THE TASK: Rewrite the lines from the line with "QA pass: verify that each flame" up to and including the line with "219;254;373;356", swapping "photo" for "image" and leaving everything else as it stands.

DATA:

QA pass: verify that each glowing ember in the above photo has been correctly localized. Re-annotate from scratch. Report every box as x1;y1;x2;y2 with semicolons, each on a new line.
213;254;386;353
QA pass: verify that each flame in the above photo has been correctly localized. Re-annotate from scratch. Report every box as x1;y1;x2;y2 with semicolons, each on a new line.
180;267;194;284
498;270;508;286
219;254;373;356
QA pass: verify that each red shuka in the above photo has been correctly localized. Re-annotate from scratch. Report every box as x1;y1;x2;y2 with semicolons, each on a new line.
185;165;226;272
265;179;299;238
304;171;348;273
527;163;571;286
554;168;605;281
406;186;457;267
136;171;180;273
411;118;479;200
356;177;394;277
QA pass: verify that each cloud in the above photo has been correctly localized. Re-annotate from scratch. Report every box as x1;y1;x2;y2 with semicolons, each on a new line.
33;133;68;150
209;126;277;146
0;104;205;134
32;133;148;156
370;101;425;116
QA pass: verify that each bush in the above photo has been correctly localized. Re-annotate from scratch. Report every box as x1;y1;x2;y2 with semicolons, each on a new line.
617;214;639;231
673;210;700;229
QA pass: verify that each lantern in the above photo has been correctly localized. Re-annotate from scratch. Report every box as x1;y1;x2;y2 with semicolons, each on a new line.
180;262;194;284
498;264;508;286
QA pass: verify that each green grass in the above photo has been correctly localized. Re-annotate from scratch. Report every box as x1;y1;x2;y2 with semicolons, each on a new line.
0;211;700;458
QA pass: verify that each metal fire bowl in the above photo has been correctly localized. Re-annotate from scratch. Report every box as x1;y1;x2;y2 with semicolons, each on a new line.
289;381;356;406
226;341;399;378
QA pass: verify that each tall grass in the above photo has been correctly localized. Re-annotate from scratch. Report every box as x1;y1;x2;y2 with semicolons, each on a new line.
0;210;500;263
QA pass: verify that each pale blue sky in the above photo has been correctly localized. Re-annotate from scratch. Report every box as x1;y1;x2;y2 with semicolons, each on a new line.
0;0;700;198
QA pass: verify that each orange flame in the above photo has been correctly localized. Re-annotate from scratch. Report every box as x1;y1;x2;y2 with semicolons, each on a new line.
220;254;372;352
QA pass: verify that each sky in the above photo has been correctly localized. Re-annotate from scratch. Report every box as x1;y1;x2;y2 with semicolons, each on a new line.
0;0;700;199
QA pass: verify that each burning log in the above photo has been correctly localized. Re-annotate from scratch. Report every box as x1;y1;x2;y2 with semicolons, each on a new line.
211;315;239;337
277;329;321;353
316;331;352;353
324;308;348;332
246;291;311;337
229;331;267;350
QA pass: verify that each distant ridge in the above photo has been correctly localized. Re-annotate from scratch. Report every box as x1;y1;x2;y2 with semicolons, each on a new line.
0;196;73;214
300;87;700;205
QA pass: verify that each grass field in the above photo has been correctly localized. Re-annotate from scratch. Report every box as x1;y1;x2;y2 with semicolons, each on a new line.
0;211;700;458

ANSWER TO THIS PROBLEM:
QA pass: verify that each flame in the above image has been correctly localized. Re-annotate from scratch. Report every box as x1;y1;x2;y2 with semicolons, each on a new line.
180;267;194;284
498;270;508;286
219;254;373;356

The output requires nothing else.